# Task item A
Please translate this sentence from the Peter Brown essay into Spanish: "He knew the rules, and respected them, and now I do too."
# Task item B
Extend the Peter Brown essay, picking up right after its final sentence about Peter's father being a nuclear physicist.

# Source extract
American in Spain

Peter T. Brown - 1 of 9

April 24, 2017
Peter Brown

What follows is a serial essay written by my father, Paul Rasmussen, about his best friend, Peter Brown.

When I left for college my father armed me with just one cryptic piece of advice. "You will find that some people have much more money to spend than other people, so be careful." My mother, less vocal but more practical, sent me a $7.00 check every week. I traveled only 70 miles, from Kenosha to Beloit, but nobody else from my high school was at Beloit College. I wasn't particularly fond of my high school self, and I looked forward to the opportunity to reinvent my personality. For both good and bad, much of the character I developed at Beloit was the result of my friendship with Peter. He was two years older than me, although only a year ahead of me in college. Throughout our time together, he was always the leader of our duo. The Butch to my Sundance. The older brother I never had.

It has been said that ethics is the science of morals, and morals are the practice of ethics. Peter was highly ethical, and imparted much of that to me. He knew the rules, and respected them, and now I do too. I thank him for that, but then I must also blame him in part for my mixed morality. Peter and I did not always follow the rules. Sometimes the risk/reward ratio seemed to be unbalanced on the side of reward. Occasionally I accept responsibility for my past actions, but on good days I absolve myself of much of my guilt by remembering how hard it is to withstand social pressure, and by remembering the importance of friendship.

Beloit College

I had been assigned to the second floor of Blaisdell Hall, along with fourteen other eighteen year old freshmen, and Gary, our nineteen year old sophomore hall supervisor. Beginning my first week of college, and continuing all year, six or seven of us would occasionally sit in the hallway outside the hall supervisor's room late at night and talk for hours. Peter did not live in Blaisdell, but he was Gary's friend, a frequent participant in our late night discussions, and, by all appearances, the brightest of us all. He had come from University High School in Champaign-Urbana, where his father was a nuclear physicist.

# Recorded data

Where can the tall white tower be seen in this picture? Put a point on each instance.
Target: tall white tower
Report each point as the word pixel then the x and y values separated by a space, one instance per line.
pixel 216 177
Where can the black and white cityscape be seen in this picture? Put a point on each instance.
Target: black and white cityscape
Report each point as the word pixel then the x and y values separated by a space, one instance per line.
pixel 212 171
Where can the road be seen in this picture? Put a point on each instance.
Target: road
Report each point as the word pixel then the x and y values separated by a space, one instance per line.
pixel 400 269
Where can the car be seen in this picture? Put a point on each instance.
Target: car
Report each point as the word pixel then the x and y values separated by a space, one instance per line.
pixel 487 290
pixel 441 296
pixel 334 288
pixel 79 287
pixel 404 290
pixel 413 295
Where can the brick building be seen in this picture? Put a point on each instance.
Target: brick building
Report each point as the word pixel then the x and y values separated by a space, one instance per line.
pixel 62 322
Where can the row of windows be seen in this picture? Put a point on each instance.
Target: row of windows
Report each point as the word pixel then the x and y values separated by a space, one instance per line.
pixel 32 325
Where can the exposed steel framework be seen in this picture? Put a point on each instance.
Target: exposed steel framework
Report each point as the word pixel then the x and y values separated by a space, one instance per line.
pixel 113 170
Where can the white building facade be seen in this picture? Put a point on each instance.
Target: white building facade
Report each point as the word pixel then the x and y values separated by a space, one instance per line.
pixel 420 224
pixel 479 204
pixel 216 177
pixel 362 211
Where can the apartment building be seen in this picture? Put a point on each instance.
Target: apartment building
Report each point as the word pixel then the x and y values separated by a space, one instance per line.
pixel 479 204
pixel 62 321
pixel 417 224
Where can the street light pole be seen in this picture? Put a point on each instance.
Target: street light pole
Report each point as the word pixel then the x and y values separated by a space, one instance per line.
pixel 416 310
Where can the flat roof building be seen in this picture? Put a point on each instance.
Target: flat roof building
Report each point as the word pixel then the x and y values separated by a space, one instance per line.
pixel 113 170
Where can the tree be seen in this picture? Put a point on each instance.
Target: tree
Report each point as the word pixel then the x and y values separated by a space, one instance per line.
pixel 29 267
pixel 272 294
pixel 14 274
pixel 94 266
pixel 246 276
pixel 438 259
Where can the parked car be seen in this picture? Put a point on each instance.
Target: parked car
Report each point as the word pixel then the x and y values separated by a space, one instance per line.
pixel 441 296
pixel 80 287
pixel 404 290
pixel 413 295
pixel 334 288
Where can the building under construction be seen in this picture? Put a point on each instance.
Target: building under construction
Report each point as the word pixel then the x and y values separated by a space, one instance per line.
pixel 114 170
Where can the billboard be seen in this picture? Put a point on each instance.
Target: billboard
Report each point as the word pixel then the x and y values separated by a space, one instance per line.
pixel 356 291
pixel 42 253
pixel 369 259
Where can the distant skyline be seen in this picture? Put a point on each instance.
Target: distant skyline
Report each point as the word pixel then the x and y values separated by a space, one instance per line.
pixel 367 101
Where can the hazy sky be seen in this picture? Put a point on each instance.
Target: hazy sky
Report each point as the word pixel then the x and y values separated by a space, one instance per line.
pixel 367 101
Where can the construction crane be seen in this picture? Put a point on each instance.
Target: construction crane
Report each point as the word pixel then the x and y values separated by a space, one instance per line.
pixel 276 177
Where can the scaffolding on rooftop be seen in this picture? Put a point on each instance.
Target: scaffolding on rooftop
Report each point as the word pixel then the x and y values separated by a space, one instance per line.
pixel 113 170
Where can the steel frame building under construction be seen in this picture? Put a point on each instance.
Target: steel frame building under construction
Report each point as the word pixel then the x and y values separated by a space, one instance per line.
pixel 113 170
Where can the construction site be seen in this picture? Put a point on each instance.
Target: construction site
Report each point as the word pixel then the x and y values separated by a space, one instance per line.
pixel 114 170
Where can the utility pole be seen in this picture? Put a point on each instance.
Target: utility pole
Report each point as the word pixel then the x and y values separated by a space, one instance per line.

# Exercise answer A
Él conocía las reglas y las respetaba, y ahora yo también.

# Exercise answer B
Our hall talks were always late at night, but in the daytime the boys on our hall played a game we invented and called "Bloodball". First we moved the couch, chairs, lamps and end tables out of our small shared living room. Then we taped a wastebasket to the middle of the windowsill, about four feet off the ground. Teams of two competed to put or throw a tennis ball into the waste basket. There was only one rule: No knives. We grappled with each other for hours, and took pride in the blood we left on the walls. Somewhere along the way, Peter and I developed a good partnership. When intramural basketball began, Peter and I found ourselves on the same team, and we continued to have success with our bounce passes.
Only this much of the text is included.